## DATA RECORDS
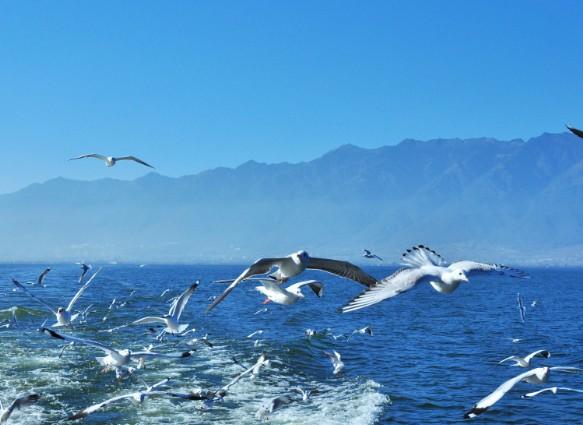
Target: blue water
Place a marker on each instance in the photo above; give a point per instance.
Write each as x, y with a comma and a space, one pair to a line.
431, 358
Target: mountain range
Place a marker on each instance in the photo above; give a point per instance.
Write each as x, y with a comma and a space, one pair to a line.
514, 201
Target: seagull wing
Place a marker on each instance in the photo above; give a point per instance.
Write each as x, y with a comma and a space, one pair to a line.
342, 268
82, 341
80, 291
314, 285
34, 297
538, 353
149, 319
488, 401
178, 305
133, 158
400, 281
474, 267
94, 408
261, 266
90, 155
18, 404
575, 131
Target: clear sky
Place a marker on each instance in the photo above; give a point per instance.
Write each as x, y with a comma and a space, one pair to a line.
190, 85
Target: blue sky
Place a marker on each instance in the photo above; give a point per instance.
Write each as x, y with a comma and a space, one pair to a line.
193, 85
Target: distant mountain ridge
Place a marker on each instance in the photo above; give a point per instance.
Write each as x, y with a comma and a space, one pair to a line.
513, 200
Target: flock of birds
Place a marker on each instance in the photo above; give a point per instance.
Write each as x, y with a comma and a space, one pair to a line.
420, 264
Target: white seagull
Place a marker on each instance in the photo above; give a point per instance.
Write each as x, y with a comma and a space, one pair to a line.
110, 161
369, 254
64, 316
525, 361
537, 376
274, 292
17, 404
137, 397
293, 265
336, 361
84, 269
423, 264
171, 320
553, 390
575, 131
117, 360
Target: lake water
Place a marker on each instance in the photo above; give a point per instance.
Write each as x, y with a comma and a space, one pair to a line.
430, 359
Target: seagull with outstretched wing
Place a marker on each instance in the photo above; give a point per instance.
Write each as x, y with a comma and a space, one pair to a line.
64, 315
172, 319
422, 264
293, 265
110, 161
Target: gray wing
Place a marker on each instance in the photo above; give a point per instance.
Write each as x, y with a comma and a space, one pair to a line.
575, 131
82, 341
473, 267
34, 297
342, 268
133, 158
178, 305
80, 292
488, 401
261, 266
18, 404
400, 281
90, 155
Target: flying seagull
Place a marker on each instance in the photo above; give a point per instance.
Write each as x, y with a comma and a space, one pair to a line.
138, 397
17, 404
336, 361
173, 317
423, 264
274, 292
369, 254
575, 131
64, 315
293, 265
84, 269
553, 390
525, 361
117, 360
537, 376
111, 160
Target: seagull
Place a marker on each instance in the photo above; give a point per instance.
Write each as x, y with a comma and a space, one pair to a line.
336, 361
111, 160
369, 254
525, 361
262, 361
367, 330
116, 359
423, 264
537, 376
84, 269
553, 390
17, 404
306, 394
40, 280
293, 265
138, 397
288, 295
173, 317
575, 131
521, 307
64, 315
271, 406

* * *

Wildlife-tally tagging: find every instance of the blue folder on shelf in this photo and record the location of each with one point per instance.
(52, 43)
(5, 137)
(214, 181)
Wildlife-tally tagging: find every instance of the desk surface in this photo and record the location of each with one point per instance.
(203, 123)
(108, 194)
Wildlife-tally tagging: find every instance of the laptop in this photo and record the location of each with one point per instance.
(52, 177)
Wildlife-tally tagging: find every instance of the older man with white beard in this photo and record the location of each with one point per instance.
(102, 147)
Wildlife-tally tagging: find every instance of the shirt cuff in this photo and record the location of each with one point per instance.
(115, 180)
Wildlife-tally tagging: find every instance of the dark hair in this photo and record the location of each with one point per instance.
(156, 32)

## PROBLEM TO SOLVE
Using the records above, say how many lines contain the word "seagull". Write the number alone.

## ANSWER FOR THE TASK
5